→ Travail à faire
1. D'après l'article sur le cloître de Strahov, qui a fondé l'ordre des Prémontrés ?
2. Recopiez, s'il vous plaît, le passage de l'article sur le cloître de Strahov qui commence par "Sur la maquette" et se poursuit jusqu'à "comme à l'habitude.".
3. Rédigez la suite de l'article sur le cloître de Strahov à partir de sa dernière phrase.

→ Article
----------
Prague : Monastère de Strahov, le cloître et ses salles


Bien moins fameux que la bibliothèque, le cloître du monastère de Strahov vaut absolument la visite, notamment par ses remarquables salles peintes. Les plafonds de Nosecky m'ont enchanté !



 Sur la maquette du monastère de Strahov, qui permet de mesurer sa taille conséquente, on peut distinguer le carré du cloître, accolé à l'église comme à l'habitude.


On pénètre dans les bâtiments par un portail, sous l’œil bienveillant de Saint Norbert, le fondateur de l'ordre des Prémontrés auquel est rattaché le monastère.


Il faut contourner la basilique pour accéder à l'entrée, enguirlandée en cette période de fêtes. La cour sert aussi de parking! Il n'y a pas que dans les temples japonais !


Le cloître, charmant et paisible comme il se doit, tranche par sa rigueur sur le faste baroque de la basilique de l'Assomption, sa voisine.






Dans la galerie, je remarque un trompe-l’œil aux couleurs tendres, de meilleure facture que la peinture qu'il met en valeur.


J'ai trouvé des indications contradictoires, mais il se pourrait que l'auteur soit Siard Nosecky, que je retrouverai plus loin dans ma visite.
----------
→ Données fournies

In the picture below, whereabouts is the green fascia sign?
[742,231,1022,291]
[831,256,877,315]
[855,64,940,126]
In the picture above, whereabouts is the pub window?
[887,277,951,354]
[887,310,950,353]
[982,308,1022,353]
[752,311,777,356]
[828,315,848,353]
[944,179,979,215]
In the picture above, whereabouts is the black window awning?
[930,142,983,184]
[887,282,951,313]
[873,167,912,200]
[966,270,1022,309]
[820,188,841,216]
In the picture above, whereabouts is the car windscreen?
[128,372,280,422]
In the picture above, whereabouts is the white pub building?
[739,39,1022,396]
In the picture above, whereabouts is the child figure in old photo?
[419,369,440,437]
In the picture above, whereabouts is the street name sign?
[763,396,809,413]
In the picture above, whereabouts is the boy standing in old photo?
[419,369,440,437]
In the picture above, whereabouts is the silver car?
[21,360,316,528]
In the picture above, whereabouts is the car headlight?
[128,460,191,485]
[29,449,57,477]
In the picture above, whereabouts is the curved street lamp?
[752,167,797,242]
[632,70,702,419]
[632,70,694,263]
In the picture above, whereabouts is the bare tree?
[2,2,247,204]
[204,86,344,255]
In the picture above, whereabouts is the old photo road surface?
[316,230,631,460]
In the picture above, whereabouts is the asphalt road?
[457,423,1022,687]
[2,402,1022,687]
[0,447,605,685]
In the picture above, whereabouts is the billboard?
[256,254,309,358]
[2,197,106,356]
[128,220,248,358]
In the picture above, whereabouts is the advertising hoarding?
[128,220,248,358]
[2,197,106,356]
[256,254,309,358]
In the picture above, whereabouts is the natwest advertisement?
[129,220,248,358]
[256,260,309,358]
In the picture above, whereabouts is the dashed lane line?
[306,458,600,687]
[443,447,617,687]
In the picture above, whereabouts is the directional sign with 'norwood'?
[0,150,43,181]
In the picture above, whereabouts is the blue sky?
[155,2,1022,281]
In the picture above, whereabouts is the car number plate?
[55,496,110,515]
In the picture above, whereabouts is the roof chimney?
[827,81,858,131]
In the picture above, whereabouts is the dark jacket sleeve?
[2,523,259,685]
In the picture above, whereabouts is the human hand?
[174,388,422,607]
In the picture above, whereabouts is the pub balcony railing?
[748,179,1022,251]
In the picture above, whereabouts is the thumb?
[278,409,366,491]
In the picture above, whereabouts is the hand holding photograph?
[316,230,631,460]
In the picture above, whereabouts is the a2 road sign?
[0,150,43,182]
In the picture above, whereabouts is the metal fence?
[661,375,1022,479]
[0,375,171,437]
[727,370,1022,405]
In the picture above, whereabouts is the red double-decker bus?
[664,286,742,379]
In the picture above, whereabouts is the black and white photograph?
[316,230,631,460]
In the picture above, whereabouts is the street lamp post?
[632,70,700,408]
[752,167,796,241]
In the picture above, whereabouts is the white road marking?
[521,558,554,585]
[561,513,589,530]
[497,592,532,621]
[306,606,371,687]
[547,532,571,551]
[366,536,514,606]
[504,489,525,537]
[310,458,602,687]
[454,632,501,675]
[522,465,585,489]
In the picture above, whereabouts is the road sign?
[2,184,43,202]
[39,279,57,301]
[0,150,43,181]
----------
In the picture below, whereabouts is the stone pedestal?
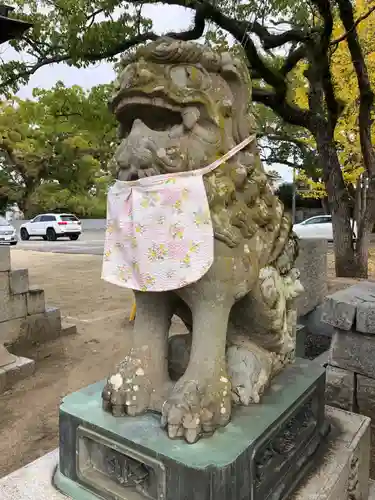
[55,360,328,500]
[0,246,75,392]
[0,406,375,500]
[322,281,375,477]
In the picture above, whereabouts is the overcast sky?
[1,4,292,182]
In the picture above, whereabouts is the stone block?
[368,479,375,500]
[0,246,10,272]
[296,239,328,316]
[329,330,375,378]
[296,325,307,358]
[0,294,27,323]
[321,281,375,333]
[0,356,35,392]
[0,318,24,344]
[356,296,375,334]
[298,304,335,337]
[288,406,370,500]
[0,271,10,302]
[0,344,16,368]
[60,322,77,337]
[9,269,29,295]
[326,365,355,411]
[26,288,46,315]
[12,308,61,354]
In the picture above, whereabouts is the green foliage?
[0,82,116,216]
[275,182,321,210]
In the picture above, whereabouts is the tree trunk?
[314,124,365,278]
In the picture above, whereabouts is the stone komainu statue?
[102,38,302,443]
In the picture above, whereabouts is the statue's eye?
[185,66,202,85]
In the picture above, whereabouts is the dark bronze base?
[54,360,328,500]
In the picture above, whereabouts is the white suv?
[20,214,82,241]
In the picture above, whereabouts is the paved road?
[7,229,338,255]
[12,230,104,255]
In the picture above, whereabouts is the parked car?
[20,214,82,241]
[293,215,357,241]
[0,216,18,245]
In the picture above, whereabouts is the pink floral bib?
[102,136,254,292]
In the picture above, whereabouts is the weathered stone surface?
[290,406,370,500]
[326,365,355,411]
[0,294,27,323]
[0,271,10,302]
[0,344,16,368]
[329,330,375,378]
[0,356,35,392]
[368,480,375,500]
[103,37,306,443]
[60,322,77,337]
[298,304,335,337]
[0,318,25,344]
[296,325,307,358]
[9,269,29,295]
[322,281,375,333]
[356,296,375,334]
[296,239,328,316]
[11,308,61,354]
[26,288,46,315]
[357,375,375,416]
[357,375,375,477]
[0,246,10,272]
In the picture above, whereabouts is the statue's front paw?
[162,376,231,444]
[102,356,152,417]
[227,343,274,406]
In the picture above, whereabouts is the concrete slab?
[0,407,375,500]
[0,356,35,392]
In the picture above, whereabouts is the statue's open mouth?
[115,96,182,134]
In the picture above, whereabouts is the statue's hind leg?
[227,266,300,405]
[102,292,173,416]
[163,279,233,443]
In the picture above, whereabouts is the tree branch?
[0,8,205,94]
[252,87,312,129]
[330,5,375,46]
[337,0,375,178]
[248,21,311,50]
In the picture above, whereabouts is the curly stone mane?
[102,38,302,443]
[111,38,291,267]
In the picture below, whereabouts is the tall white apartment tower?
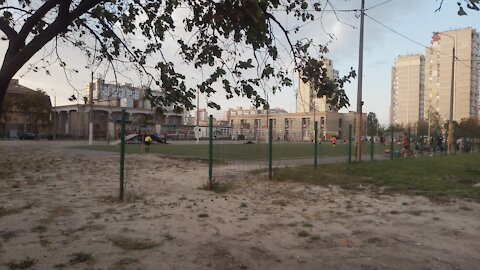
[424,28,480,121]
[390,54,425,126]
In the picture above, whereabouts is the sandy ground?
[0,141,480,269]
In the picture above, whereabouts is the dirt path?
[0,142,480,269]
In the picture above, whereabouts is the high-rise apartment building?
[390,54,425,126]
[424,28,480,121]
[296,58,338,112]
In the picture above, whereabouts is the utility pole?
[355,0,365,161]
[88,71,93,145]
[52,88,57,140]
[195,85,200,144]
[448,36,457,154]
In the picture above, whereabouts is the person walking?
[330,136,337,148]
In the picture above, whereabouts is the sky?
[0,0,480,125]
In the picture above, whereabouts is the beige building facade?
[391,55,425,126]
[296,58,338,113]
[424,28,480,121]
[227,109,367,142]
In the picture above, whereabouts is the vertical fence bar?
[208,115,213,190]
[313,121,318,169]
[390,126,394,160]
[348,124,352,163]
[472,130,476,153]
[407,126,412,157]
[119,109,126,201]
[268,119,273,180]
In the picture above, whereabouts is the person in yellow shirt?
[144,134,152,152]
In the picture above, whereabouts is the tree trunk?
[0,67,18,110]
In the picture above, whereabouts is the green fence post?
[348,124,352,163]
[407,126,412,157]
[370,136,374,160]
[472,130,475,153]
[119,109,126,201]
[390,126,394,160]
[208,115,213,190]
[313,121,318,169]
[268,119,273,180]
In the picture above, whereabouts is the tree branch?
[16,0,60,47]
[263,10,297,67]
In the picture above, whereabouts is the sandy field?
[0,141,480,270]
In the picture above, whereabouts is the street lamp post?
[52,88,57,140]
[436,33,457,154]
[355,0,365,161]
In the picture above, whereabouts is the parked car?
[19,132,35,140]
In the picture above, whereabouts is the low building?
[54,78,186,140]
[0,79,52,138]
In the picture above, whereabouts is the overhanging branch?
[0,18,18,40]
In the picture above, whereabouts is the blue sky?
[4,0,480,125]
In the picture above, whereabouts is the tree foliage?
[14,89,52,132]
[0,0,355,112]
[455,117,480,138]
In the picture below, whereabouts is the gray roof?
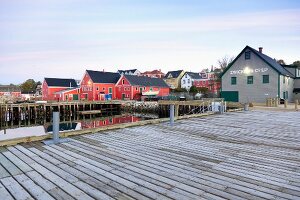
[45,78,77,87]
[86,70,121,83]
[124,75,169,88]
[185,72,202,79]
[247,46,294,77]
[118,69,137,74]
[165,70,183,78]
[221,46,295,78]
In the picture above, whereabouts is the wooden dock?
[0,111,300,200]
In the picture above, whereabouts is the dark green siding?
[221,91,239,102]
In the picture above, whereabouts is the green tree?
----------
→ Réponses
1. Saint Norbert.

2.
Sur la maquette du monastère de Strahov, qui permet de mesurer sa taille conséquente, on peut distinguer le carré du cloître, accolé à l'église comme à l'habitude.

3.
La fondation du monastère est présentée dans cette peinture sombre, avec la relation au divin montrée comme une évidence. C'est une représentation assez courante dans les édifices religieux.


Le cycle de Norbert de Xanten


Le fondateur des Prémontrés, Norbert, naquit dans le château de son papa, à Xanten, dans la région où la mythologie allemande place les exploits de Siegfried. A neuf ans, il fut placé dans la collégiale de la même ville pour qu'il devînt religieux, procédé courant dans les familles nobles. Il accéda au vicariat. Cependant il aurait préféré rapidement mener une vie plus joyeuse, aurait mis une jeune fille enceinte qui serait morte en couches. Ce drame fut suivi d'un second : il fut foudroyé alors qu'il chevauchait en Rhénanie, restant à-demi mort.

Cet épisode, qui rappelle l'éclair frappant Paul à cheval (épisode établi au Moyen-Age), le métamorphosa : il devint moine et voulut revenir à des pratiques austères en suivant la règle de Saint Augustin. En pèlerin obstiné, il parcourut la France pieds nus pour rencontrer en Languedoc le pape, qui l'autorisa à prêcher. A Valenciennes, il rencontra Hugues de Fosses, chapelain de Cambrai, qui l'assista de devint un parfait secrétaire, consignant et organisant ses missions. Il tenta ensuite de réformer les chanoines d'une abbaye de Laon, sans succès ; mais il obtint l'appui de l'évêque et put fonder, en 1120, sa première abbaye. L'ordre des Prémontrés était né, avec la double fonction de prier et d'enseigner.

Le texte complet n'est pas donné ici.